• **Records supplied**:
##########

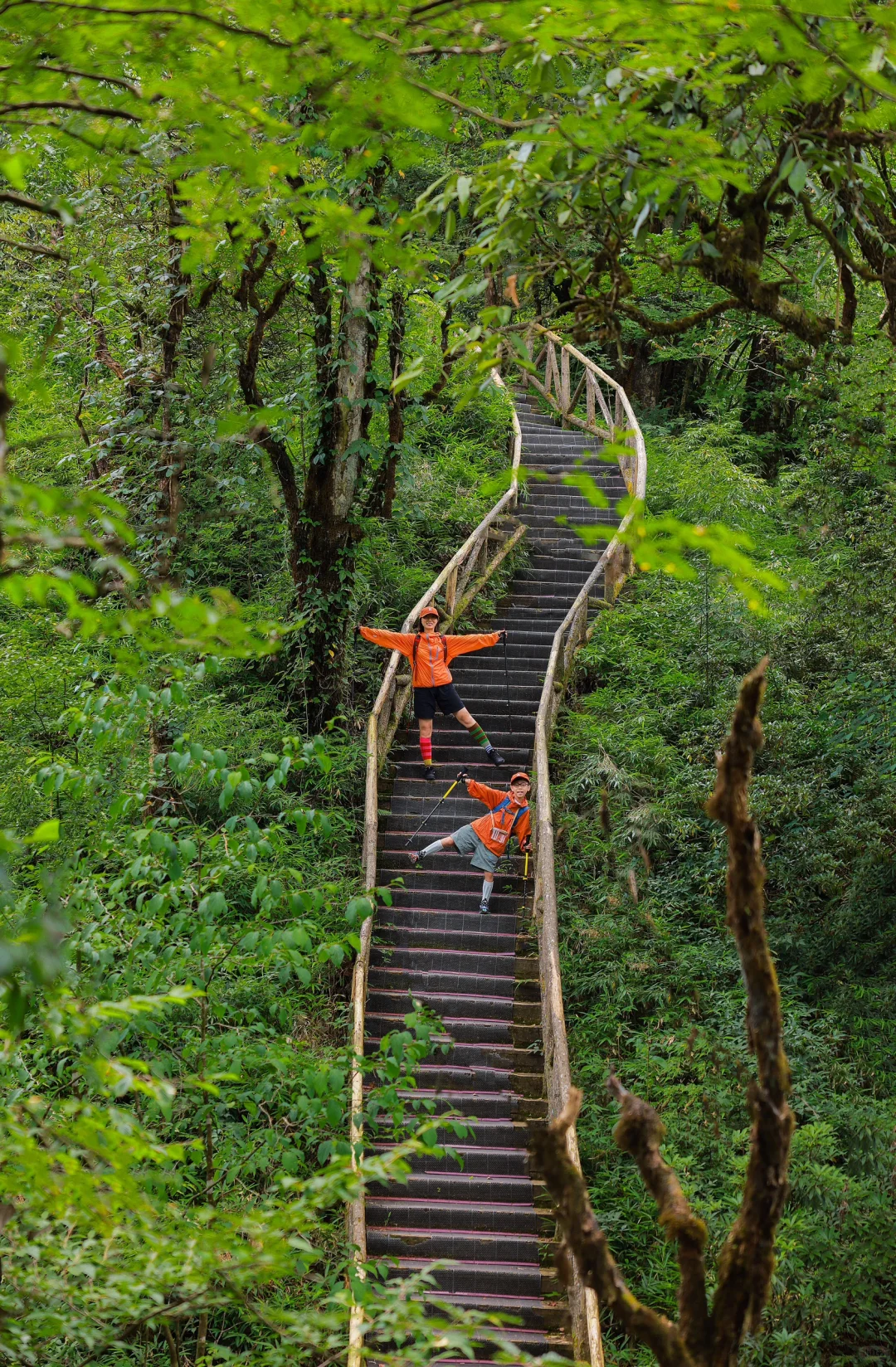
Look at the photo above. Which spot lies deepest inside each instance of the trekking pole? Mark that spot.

##########

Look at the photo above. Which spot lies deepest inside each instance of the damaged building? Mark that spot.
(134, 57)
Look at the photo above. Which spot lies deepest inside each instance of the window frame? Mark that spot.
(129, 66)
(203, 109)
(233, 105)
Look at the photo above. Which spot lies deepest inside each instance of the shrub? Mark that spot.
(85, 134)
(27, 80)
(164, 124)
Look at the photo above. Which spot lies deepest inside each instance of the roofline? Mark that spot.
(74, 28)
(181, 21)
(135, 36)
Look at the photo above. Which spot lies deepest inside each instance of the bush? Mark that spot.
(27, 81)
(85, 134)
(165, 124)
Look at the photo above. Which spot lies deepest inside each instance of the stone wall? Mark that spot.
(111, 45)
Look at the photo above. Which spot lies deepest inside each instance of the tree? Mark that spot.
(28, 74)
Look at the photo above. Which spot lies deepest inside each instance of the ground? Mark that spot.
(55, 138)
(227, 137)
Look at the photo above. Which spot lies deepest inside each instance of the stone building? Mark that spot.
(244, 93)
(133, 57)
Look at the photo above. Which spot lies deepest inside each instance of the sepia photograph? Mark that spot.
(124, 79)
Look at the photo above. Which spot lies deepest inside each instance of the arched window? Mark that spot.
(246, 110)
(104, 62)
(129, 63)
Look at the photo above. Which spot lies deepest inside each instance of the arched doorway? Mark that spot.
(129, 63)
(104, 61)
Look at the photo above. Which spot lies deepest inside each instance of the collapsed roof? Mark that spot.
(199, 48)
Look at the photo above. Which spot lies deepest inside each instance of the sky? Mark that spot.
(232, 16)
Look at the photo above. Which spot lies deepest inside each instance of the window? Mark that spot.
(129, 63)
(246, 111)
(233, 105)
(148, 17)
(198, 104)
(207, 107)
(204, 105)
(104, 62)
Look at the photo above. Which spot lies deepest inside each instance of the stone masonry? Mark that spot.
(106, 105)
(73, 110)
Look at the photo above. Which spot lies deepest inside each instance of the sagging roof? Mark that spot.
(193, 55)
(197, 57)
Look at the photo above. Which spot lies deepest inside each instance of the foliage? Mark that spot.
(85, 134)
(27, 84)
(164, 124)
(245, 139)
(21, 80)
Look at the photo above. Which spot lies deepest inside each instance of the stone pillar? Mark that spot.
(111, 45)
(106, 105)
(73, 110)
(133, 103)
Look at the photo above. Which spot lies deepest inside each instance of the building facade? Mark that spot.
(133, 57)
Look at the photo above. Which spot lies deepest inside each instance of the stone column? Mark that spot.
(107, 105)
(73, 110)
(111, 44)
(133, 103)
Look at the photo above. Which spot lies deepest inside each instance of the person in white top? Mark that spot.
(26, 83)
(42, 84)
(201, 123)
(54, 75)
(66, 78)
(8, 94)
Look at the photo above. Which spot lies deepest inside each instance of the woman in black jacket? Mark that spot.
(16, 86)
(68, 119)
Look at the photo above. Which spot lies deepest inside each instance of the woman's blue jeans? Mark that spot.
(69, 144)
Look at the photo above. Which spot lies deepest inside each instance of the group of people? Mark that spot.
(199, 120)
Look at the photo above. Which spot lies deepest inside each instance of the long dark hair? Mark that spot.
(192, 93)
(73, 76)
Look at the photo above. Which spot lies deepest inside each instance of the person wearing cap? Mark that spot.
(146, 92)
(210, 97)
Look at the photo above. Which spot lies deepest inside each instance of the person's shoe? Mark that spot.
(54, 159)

##########

• **Exercise**:
State how many lines of the data above contain the string "building", treating uppercase and lowercase as different. Reply with the number alone.

• **Right answer**:
3